#### [Job 1]
In the forum reply below, which clock source is the M4 base clock switched to?

#### [Provided text]
══════

That's a fuzzy topic, so I think you need to try different things to find a solution.
Switching the clock to 12MHz IRC source:
// Switch BASE_M4_CLOCK from whatever clock to IRC
LPC_CGU->BASE_M4_CLK = (0x01 << 11) | (0x01 << 24) ; // Autoblock Enable, Set clock source to IRC
LPC_CGU->PLL1_CTRL |= 1; // Disable PLL1
LPC_CGU->PLL0USB_CTRL |= 1;
LPC_CGU->PLL0AUDIO_CTRL |= 1;
// Further preparations
LPC_CREG->FLASHCFGA |= 0x0000F000; // Set maximum wait states for internal flash
LPC_CREG->FLASHCFGB |= 0x0000F000;
This can be done on the fly, the switchover point between the high frequency and the 12MHz is controlled internally. Doing this under debugger control may not work (as you can see).
What's really interesting is this point with delay = 300. I can't explain this. In the past I have seen strange effects from the compilers, sometimes with high optimization level O3 things were completely optimized away.
It's also very important where the code resides, when it's executed. A loop is sometimes so short that it completely fits into the buffer of the flash accelerator, you can call it cache. Sometimes I have surrounded such a delay by GPIO on/off commands to see with an oscilloscope how long the loop really is.
You should do a test without code optimization and maybe also with a different delay implementation:
for (d = 0; d < delay; d++);
{
__NOP(); // that's for ARM CC, this can't be optimized away
__NOP();
}
Before you write the reset bit, let the M4 core and the bus system finish everything:
__ISB();
__DSB();
// Write reset bit
For MCUXpresso with the GCC compiler the instructions look this way:
__asm volatile ("nop\n");
__asm volatile ("isb\n");
__asm volatile ("dsb\n");
If you perform the chip reset from the M0APP core, then you should stall the M4, maybe like this:
1) Issue an interrupt to the Cortex-M4 side
2) In the ISR on the M4 side perform the ISB() and the DSB() and then go into a while(1);
3) Wait long enough on the M0 side to let the M4 do this and then write on the CORE_RST reset register bit
In general you should carefully think about the things which can happen to the other side if you perform a system kill action from one core. The two cores execute asynchronously, but using the same bus resources. In principle it would be better to delegate this chip reset task to the M4 core, because you can keep the M0APP in reset state while you're working on the wind back and the CORE_RST.
Regards,
Bernhard.

══════

#### [Job 2]
Identify every line in the records below that contains the word "wall".

#### [Data records]
══════

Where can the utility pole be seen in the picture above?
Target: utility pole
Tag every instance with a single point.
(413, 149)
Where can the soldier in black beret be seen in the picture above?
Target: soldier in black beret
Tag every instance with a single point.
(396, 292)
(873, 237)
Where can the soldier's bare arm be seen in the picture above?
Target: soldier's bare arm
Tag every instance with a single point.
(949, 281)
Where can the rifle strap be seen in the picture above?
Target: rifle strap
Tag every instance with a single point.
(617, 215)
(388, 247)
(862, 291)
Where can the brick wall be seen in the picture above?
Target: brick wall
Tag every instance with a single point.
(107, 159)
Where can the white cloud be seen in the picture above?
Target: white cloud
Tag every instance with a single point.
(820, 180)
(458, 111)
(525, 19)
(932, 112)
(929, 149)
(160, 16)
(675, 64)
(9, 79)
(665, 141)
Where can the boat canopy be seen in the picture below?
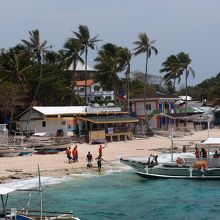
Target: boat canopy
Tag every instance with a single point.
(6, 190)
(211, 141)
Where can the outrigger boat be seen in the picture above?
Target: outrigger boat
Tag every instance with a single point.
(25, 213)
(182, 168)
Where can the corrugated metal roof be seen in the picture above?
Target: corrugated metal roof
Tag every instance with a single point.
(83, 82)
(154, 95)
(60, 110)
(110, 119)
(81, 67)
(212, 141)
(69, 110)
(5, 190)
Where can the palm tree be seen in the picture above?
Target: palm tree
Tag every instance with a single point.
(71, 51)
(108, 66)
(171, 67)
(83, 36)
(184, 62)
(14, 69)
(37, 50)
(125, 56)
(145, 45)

══════

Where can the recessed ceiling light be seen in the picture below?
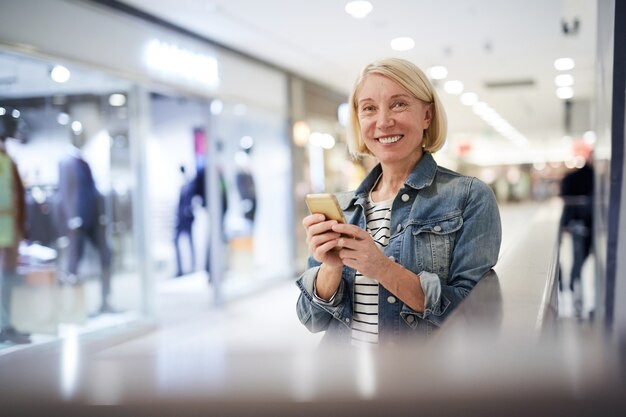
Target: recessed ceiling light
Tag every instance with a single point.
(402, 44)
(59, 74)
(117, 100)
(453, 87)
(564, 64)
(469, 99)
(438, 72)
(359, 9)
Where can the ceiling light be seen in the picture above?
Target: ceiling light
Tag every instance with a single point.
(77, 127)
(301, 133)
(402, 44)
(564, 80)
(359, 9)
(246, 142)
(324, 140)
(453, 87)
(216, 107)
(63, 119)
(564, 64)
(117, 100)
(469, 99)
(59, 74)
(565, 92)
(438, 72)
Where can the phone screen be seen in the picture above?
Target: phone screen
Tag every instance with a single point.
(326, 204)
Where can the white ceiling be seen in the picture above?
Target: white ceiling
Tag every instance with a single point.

══════

#### [Complete output 1]
The 12MHz IRC source.

#### [Complete output 2]
Where can the brick wall be seen in the picture above?
Target: brick wall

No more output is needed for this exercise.